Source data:
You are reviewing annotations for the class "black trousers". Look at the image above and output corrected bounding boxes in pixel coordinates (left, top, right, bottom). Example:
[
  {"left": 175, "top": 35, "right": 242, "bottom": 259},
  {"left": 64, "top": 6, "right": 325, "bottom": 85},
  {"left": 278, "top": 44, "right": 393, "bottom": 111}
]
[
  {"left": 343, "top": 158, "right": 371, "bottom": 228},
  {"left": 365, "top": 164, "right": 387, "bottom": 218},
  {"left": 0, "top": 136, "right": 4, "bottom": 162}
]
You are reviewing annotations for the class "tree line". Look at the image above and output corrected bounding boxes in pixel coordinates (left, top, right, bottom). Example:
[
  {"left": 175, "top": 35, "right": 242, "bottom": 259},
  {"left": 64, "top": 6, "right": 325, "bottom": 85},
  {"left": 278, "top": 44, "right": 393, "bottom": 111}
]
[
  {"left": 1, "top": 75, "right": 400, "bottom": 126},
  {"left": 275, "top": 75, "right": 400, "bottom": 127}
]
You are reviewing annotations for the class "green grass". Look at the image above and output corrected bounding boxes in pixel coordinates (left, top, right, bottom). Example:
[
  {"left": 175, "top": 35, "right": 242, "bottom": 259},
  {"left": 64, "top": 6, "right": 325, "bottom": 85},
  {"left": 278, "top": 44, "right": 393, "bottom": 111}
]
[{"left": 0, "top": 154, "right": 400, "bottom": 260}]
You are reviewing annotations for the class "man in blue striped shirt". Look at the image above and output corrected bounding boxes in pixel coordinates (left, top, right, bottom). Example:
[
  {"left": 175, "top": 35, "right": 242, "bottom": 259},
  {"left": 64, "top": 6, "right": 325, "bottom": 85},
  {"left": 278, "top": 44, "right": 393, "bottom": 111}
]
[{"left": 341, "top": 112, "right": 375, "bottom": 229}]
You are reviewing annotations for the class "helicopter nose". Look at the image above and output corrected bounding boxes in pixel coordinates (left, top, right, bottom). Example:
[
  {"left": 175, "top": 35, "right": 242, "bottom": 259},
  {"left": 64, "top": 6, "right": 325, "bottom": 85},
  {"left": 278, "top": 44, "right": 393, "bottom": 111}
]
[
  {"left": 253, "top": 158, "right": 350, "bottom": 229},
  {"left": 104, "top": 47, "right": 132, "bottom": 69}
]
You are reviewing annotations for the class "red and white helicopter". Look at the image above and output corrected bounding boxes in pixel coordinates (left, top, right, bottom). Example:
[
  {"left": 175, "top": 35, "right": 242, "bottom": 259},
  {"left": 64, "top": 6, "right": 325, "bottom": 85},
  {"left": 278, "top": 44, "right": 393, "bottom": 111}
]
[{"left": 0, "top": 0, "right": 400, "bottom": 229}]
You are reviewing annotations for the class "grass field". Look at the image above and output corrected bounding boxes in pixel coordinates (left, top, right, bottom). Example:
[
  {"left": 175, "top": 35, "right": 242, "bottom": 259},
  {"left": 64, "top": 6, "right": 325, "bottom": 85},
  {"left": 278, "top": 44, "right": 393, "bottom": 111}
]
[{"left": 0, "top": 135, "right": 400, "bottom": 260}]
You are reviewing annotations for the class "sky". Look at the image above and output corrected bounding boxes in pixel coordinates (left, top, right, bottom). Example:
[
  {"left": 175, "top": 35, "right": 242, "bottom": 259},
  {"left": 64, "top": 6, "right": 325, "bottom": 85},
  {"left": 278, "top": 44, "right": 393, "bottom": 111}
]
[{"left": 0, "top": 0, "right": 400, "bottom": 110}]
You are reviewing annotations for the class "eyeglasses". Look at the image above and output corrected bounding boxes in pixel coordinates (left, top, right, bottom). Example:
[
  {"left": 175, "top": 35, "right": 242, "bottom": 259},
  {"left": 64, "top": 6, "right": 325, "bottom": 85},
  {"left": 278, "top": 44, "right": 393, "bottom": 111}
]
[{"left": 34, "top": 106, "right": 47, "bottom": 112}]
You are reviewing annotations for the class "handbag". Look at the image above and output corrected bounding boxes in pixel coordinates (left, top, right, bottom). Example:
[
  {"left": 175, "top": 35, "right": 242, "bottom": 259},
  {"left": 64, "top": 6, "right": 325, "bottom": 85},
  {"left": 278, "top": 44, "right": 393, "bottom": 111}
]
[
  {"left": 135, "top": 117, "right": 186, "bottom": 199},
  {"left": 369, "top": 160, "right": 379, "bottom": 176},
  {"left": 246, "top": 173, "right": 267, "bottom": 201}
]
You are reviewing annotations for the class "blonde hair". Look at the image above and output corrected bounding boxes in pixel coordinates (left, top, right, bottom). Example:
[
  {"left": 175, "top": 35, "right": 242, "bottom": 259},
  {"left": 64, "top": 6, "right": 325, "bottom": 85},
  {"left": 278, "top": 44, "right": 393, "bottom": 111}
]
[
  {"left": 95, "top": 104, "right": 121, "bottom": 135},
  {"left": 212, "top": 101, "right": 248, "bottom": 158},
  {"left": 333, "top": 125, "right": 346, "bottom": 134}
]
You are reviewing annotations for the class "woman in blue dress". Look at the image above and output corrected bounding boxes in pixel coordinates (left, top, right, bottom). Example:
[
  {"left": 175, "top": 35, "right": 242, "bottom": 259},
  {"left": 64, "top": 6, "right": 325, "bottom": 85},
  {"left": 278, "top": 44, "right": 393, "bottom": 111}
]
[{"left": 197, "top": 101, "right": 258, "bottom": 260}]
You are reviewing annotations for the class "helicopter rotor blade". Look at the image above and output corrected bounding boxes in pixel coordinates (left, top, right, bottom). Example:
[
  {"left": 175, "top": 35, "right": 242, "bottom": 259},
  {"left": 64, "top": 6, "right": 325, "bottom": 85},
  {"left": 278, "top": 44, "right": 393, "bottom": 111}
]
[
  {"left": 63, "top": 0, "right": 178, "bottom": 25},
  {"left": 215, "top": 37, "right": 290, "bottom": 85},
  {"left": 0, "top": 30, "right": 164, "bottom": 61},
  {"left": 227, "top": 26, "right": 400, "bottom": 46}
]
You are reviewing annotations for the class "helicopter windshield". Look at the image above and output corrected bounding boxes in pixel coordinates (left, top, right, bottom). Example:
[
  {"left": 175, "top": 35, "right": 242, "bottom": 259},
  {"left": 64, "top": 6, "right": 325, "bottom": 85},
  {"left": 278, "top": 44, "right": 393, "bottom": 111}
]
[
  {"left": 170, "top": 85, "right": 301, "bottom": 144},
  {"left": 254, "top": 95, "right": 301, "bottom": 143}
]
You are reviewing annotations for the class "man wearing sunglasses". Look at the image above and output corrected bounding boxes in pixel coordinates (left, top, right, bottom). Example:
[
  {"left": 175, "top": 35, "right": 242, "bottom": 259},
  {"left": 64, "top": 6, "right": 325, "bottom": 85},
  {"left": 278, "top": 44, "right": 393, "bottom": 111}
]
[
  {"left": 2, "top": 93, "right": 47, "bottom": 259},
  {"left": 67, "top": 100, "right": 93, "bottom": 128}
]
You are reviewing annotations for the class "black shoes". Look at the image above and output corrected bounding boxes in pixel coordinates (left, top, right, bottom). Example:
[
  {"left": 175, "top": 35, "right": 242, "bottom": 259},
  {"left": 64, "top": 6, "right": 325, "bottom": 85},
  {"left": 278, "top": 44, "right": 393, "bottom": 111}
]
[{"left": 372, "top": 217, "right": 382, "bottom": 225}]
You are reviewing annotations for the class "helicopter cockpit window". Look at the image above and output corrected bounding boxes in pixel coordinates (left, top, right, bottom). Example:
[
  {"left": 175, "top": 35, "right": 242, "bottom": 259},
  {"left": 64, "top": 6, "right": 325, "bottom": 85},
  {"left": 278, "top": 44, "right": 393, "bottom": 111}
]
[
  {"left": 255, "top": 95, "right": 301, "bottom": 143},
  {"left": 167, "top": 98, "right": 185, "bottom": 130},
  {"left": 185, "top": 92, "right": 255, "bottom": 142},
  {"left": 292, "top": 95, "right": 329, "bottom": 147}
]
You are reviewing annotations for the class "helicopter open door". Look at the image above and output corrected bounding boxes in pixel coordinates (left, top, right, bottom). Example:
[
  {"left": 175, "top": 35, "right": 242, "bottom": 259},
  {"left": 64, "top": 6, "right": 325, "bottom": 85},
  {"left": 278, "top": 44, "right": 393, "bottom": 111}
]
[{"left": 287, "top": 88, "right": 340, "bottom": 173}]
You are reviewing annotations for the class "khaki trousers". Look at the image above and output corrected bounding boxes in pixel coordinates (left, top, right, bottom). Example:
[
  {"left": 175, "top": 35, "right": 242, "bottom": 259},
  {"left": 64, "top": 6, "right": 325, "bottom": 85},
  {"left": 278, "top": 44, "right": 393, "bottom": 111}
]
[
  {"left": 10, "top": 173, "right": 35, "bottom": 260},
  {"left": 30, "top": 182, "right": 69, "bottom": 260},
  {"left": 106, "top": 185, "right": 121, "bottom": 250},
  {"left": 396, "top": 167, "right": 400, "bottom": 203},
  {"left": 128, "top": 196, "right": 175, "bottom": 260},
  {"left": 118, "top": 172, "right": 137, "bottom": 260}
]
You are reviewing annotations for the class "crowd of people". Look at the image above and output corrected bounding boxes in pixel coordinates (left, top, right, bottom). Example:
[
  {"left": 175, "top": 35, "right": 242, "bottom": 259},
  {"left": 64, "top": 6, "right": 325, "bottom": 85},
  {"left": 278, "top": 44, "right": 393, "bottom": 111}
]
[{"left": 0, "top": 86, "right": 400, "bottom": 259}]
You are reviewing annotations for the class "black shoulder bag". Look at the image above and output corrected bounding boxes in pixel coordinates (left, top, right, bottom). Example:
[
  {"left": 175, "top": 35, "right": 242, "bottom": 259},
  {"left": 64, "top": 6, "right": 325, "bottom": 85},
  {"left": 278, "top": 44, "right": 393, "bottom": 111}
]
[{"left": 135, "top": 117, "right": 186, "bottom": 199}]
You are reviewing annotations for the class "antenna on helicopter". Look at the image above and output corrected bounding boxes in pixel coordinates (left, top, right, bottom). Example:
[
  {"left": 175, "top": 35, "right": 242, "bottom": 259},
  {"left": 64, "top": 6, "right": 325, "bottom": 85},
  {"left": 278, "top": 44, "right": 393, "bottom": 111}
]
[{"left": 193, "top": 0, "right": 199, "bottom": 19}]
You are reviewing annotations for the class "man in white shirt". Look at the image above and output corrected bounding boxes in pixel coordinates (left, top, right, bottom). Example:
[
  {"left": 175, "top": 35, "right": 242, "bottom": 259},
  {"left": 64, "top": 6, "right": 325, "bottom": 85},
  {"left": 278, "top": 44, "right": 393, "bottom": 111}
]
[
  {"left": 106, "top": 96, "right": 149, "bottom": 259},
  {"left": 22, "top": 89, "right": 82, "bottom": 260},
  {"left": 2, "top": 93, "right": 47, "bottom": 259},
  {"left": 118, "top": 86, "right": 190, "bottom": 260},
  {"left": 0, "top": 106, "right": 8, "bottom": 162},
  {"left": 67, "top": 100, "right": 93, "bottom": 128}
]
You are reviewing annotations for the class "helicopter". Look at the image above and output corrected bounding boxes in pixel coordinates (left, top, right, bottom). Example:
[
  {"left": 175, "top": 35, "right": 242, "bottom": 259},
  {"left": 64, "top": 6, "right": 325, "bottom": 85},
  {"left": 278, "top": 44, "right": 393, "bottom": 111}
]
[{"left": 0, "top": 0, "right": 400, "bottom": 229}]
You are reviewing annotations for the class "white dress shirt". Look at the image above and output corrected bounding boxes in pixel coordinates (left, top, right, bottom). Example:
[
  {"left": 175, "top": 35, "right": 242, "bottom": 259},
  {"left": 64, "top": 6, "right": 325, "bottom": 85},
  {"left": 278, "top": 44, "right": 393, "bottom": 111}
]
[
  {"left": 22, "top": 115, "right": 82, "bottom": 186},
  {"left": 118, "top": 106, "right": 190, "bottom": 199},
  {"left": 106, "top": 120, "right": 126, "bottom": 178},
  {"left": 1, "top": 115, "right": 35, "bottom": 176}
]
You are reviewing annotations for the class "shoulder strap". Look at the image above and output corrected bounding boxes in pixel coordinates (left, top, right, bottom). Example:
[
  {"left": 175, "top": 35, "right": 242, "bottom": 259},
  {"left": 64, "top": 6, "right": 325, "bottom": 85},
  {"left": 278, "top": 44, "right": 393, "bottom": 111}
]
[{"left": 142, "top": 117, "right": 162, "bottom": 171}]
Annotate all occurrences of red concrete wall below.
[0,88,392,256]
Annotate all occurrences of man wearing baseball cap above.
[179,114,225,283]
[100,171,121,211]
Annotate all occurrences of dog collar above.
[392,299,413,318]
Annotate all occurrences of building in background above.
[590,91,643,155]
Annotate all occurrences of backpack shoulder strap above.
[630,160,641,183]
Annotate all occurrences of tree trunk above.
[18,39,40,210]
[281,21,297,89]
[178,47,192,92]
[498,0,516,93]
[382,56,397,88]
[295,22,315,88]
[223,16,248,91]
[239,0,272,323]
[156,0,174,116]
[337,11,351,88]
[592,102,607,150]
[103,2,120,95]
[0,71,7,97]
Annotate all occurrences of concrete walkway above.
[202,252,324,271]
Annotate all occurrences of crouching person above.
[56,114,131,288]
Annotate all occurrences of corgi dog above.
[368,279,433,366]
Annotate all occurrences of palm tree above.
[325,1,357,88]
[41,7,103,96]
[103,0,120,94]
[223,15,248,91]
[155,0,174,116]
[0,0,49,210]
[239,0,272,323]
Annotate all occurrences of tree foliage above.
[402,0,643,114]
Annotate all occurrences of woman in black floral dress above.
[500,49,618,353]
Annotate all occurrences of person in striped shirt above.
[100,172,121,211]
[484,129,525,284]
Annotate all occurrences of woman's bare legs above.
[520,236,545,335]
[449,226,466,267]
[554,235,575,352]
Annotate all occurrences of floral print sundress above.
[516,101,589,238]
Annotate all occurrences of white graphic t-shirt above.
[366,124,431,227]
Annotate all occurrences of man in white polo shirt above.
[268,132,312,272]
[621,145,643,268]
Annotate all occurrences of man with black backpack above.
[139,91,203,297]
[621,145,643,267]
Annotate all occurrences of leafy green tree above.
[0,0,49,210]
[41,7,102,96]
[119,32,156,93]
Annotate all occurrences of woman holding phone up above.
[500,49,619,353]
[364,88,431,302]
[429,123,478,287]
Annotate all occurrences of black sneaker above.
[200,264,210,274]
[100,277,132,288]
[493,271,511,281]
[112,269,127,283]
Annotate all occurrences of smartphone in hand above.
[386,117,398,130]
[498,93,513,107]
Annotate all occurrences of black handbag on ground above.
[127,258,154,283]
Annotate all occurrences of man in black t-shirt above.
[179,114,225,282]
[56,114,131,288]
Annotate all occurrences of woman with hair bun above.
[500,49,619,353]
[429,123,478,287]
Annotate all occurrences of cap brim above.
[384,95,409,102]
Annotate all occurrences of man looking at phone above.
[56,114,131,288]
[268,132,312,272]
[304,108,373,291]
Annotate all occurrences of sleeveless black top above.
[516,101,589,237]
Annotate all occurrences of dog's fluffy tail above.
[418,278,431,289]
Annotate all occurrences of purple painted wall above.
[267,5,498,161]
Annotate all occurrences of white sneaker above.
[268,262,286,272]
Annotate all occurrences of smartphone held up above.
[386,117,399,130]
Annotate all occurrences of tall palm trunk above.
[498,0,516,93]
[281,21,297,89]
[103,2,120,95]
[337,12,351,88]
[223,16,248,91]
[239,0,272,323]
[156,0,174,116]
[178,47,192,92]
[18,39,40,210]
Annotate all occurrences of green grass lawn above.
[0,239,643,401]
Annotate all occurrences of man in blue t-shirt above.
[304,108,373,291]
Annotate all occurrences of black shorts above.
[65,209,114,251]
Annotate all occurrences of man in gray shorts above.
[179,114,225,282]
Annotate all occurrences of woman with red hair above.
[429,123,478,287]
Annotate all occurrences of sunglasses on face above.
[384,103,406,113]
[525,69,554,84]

- What you should do
Update the lines from the line containing "Annotate all occurrences of smartphone held" through the end of the lines, replacing "palm trunk" with "palm tree trunk" and leaving all else unchanged. Return only those lines.

- Exercise response
Annotate all occurrences of smartphone held up above.
[386,117,399,130]
Annotate all occurrences of tall palm tree trunk above.
[498,0,516,93]
[281,21,297,89]
[103,2,120,95]
[337,12,351,88]
[223,16,248,91]
[239,0,272,323]
[156,0,174,116]
[178,47,192,92]
[18,39,40,210]
Annotate all occurrences of green grass lawn above.
[0,239,643,401]
Annotate all occurrences of man in blue t-shirt above.
[304,108,373,291]
Annotate all occurrences of black shorts above.
[65,209,114,251]
Annotate all occurrences of man in gray shorts above.
[179,114,225,282]
Annotate all occurrences of woman with red hair above.
[429,123,478,287]
Annotate all occurrences of sunglasses on face above.
[384,103,406,113]
[525,69,554,84]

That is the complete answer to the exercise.